Page:
- - -

In essence the question is the following: How to use
etrace
with a dynamic library?

Do I need to #include any files?


To trace a stand-alone program, there is no need to #include any
additional file. Just link your code against ptrace.c and use the
-finstrument-functions option as a compile option for gcc. This should do it.


How do I link a C++ code which is built via makefiles against
ptrace.c


Final Note: I would appreciate if someone bears with my ignorance and provides a step-by-step solution to my question.




Update 1:

I managed to add the libraries related to etrace to the simulation tool, and it executes fine.

However, (probably because the scripts are too old, or are not meant for use with C++) I get the following error when using the perl script provided by default by
etrace



Hexadecimal number > 0xffffffff non-portable"



Probably this changes a bit the nature of this question, turning it more to a perl related issue at this point.

If this problem is solved, I hope
etrace
will work with a complicated project and I will provide the details




Update 2:

I took the suggestions from @Harry, and I believe that would work in most projects. However in my case I get the following from the perl script:

Use of uninitialized value within %SYMBOLTABLE in list assignment at etrace2.pl line 99, <CALL_DATA> line 1.

\-- ???
| \-- ???
\-- ???
| \-- ???
| | \-- ???
\-- ???
| \-- ???
\-- ???
| \-- ???
\-- ???
| \-- ???
\-- ???
| \-- ???
\-- ???
| \-- ???


Due to autegenerated makefiles I used the LD_PRELOAD to load the shared library for etrace.so which I got as follows:

gcc -g -finstrument-functions -shared -fPIC ptrace.c -o etrace.so -I <path-to-etrace>


I created the dummy etrace.h inside the tool:

#ifndef __ETRACE_H_
#define __ETRACE_H_

#include <stdio.h>

void Crumble_buy(char * what, int quantity, char * unit);


void Crumble_buy(char * what, int quantity, char * unit)

- - -

Given task 1:
List every hyphen-prefixed option in the gcc command that the etrace question uses to build etrace.so.

- - -

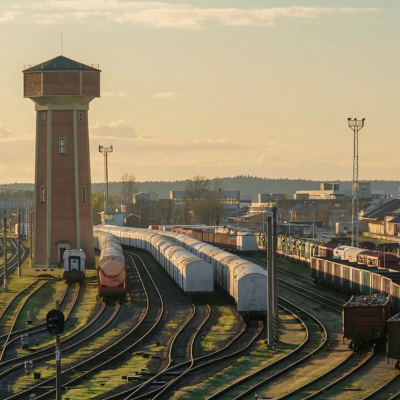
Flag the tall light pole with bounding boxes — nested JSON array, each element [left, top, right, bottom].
[[99, 145, 113, 212], [347, 118, 365, 247], [311, 202, 315, 239]]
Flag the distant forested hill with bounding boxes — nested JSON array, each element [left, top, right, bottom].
[[0, 176, 400, 202]]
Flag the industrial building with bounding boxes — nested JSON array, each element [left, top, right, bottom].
[[23, 56, 101, 268]]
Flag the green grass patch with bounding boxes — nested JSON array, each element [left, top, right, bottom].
[[200, 306, 236, 352], [171, 313, 305, 400]]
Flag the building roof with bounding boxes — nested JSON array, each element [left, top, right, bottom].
[[389, 215, 400, 224], [363, 199, 400, 221], [23, 56, 100, 72]]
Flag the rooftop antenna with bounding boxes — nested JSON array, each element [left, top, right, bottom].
[[99, 145, 113, 212]]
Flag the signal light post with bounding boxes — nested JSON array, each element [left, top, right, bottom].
[[46, 301, 65, 400]]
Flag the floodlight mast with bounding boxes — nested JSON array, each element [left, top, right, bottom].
[[99, 145, 113, 212], [347, 118, 365, 247]]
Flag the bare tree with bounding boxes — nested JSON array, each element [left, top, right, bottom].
[[186, 175, 210, 203], [121, 172, 139, 204]]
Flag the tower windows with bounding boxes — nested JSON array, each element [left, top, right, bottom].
[[40, 186, 45, 203], [58, 138, 67, 155], [82, 186, 86, 203]]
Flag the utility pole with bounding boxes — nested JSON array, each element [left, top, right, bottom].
[[272, 207, 279, 340], [99, 145, 113, 212], [17, 208, 21, 278], [3, 210, 8, 292], [267, 217, 275, 349], [347, 118, 365, 247]]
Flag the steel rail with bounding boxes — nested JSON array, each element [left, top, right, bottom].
[[0, 281, 48, 363], [104, 316, 250, 400], [278, 283, 343, 314], [0, 303, 110, 378], [361, 374, 400, 400], [7, 252, 164, 400], [206, 296, 328, 400], [153, 304, 211, 400], [0, 285, 80, 360], [0, 280, 76, 340], [276, 353, 354, 400], [303, 353, 375, 400], [0, 280, 38, 324]]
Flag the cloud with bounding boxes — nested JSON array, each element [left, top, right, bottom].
[[153, 92, 181, 99], [101, 92, 129, 97], [0, 124, 35, 143], [90, 119, 138, 139], [0, 10, 21, 24], [0, 124, 11, 138], [0, 0, 378, 29]]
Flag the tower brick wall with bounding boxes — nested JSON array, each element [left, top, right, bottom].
[[23, 56, 100, 267]]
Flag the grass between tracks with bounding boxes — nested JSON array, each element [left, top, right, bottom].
[[170, 313, 305, 400], [200, 306, 236, 353], [18, 270, 100, 356], [255, 253, 311, 278], [62, 311, 186, 400]]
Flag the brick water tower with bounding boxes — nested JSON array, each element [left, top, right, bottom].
[[23, 56, 101, 268]]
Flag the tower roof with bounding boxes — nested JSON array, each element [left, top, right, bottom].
[[23, 56, 99, 72]]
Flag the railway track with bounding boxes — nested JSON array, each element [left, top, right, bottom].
[[0, 284, 80, 368], [278, 278, 343, 314], [4, 253, 164, 400], [253, 260, 343, 313], [0, 280, 38, 324], [198, 297, 328, 400]]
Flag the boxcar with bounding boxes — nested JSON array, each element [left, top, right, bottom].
[[387, 314, 400, 369]]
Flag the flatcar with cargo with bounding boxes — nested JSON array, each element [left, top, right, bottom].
[[62, 249, 86, 283], [93, 228, 128, 299], [95, 225, 267, 318]]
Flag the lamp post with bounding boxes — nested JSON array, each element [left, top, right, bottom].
[[99, 145, 113, 212], [311, 201, 315, 239], [3, 210, 8, 292], [347, 118, 365, 247]]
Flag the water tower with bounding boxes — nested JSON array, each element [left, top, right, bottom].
[[23, 56, 101, 268]]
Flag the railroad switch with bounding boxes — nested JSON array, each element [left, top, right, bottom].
[[24, 360, 36, 376], [21, 334, 29, 350]]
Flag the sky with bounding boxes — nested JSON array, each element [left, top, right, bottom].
[[0, 0, 400, 183]]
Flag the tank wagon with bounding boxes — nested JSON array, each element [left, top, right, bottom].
[[95, 225, 267, 319], [62, 249, 86, 283], [387, 314, 400, 369], [93, 229, 128, 299], [343, 294, 390, 351], [170, 226, 258, 255]]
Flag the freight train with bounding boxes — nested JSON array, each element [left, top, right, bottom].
[[93, 228, 128, 300], [63, 249, 86, 283], [164, 226, 258, 256], [96, 225, 267, 319]]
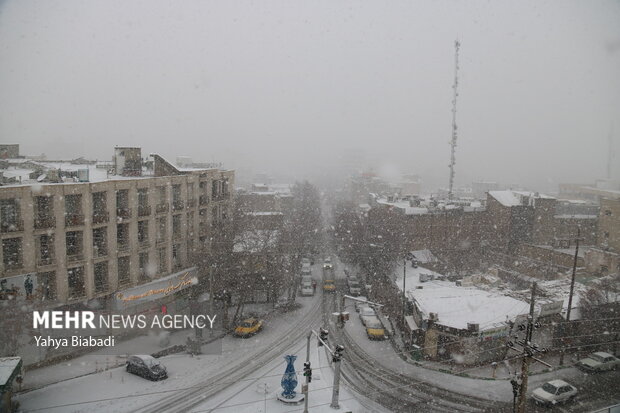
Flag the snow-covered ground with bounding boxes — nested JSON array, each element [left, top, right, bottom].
[[395, 265, 529, 331], [16, 266, 334, 413], [192, 332, 384, 413]]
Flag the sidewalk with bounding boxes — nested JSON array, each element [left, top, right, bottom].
[[407, 354, 578, 380], [18, 303, 273, 393], [19, 328, 224, 392]]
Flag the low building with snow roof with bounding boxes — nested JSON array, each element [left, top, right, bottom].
[[395, 266, 529, 364]]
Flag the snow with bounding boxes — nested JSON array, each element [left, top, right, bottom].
[[395, 266, 529, 331], [411, 249, 439, 264], [0, 357, 21, 387], [489, 190, 554, 207]]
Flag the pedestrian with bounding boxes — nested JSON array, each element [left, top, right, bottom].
[[24, 274, 34, 300]]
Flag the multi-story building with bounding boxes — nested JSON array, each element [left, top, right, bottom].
[[0, 148, 234, 309]]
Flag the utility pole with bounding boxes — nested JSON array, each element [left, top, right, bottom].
[[209, 264, 214, 337], [402, 256, 407, 331], [304, 331, 312, 413], [329, 344, 344, 409], [560, 227, 581, 366], [304, 328, 344, 413], [507, 283, 551, 413], [448, 40, 461, 200]]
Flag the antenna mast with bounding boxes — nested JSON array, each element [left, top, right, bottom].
[[448, 40, 461, 200]]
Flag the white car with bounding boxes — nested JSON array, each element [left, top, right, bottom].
[[577, 351, 620, 372], [349, 283, 362, 297], [360, 306, 377, 326], [355, 295, 368, 313], [532, 380, 577, 406], [301, 284, 314, 297]]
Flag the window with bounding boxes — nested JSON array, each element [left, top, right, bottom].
[[187, 211, 196, 237], [172, 184, 184, 211], [65, 231, 83, 260], [116, 189, 131, 218], [138, 252, 150, 283], [157, 248, 167, 274], [187, 183, 196, 201], [65, 194, 84, 226], [172, 244, 182, 270], [116, 224, 129, 251], [37, 271, 56, 300], [34, 196, 56, 229], [93, 227, 108, 257], [172, 214, 181, 238], [138, 188, 151, 217], [118, 257, 131, 285], [138, 221, 149, 245], [0, 198, 24, 232], [95, 261, 108, 294], [67, 267, 86, 299], [2, 238, 23, 269], [157, 217, 167, 243], [37, 234, 54, 265], [93, 192, 108, 224]]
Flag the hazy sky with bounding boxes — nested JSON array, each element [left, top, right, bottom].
[[0, 0, 620, 187]]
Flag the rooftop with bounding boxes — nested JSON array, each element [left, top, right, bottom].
[[395, 265, 529, 331]]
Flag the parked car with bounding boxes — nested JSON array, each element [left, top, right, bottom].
[[532, 380, 577, 406], [125, 355, 168, 380], [323, 280, 336, 293], [577, 351, 620, 372], [233, 317, 263, 338], [349, 282, 362, 297], [355, 295, 368, 313], [301, 282, 314, 297], [365, 316, 387, 340], [360, 306, 377, 326]]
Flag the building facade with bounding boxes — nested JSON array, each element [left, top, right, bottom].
[[0, 148, 234, 304]]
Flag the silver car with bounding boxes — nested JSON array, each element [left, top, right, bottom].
[[577, 351, 620, 372], [532, 380, 577, 406]]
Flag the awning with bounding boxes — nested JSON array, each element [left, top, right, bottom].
[[114, 267, 198, 309]]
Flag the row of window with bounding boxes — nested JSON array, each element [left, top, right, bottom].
[[0, 180, 230, 232], [0, 238, 193, 300]]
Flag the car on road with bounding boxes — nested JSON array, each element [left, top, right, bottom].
[[233, 317, 263, 338], [365, 316, 387, 340], [323, 280, 336, 293], [355, 295, 368, 313], [301, 284, 314, 297], [532, 380, 577, 406], [360, 306, 377, 327], [349, 282, 362, 297], [577, 351, 620, 372], [125, 355, 168, 381]]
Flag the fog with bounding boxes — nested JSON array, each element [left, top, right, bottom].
[[0, 0, 620, 189]]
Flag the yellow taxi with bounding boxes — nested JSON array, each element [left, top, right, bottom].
[[233, 317, 263, 337], [366, 317, 387, 340], [323, 280, 336, 293]]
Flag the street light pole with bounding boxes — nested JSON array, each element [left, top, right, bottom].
[[402, 257, 407, 329]]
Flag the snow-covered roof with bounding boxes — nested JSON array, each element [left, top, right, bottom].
[[411, 250, 439, 264], [233, 230, 280, 253], [395, 266, 529, 331], [489, 190, 555, 207], [0, 357, 22, 388]]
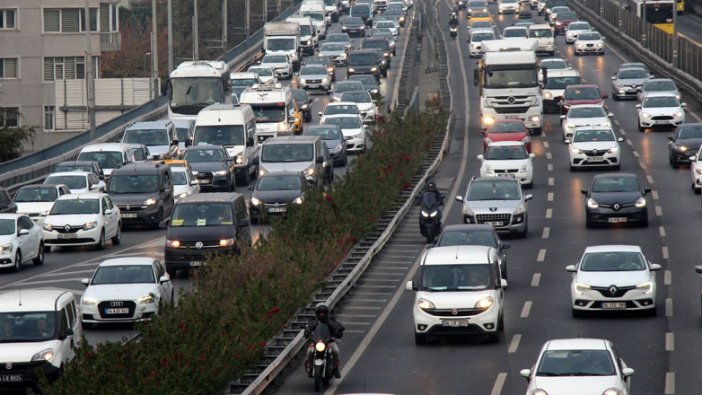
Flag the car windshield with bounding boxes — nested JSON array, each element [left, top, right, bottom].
[[44, 175, 88, 189], [256, 174, 302, 191], [14, 187, 58, 203], [183, 149, 224, 163], [324, 117, 361, 130], [466, 180, 522, 200], [641, 96, 680, 108], [592, 176, 640, 192], [170, 202, 234, 227], [78, 151, 123, 169], [536, 350, 616, 377], [0, 311, 57, 343], [436, 229, 497, 248], [579, 251, 646, 272], [485, 144, 529, 160], [0, 219, 15, 236], [564, 88, 602, 100], [122, 129, 171, 146], [109, 174, 158, 194], [420, 264, 493, 292], [193, 125, 245, 145], [90, 265, 156, 285], [544, 76, 580, 89], [573, 129, 614, 143], [50, 199, 100, 215], [568, 107, 607, 118]]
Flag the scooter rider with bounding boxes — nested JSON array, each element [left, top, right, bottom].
[[305, 303, 345, 379]]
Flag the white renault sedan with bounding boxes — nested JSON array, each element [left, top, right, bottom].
[[478, 141, 534, 188], [519, 338, 634, 395], [42, 192, 122, 249], [0, 214, 44, 272], [566, 245, 661, 317], [80, 257, 174, 326]]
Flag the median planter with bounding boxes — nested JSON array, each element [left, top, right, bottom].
[[43, 109, 445, 394]]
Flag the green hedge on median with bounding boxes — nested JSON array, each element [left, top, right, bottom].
[[43, 106, 446, 395]]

- - -

Given task 2:
Please arrange everything in the listing from the line containing "Flag the yellow" down to the line containing "[[402, 257, 407, 329]]" as a JSON list of strings, one string per line, with blank lines left out.

Result 1:
-g
-finstrument-functions
-shared
-fPIC
-o
-I

Result 2:
[
  "Flag the yellow taxi with bounding boxes — nested JSON array, each element [left, top, right, bottom].",
  "[[233, 317, 263, 337], [366, 317, 387, 340], [323, 280, 336, 293]]",
  "Flag the street light pole with bounding boxes — nested JSON array, each element [left, top, right, bottom].",
  "[[402, 257, 407, 329]]"
]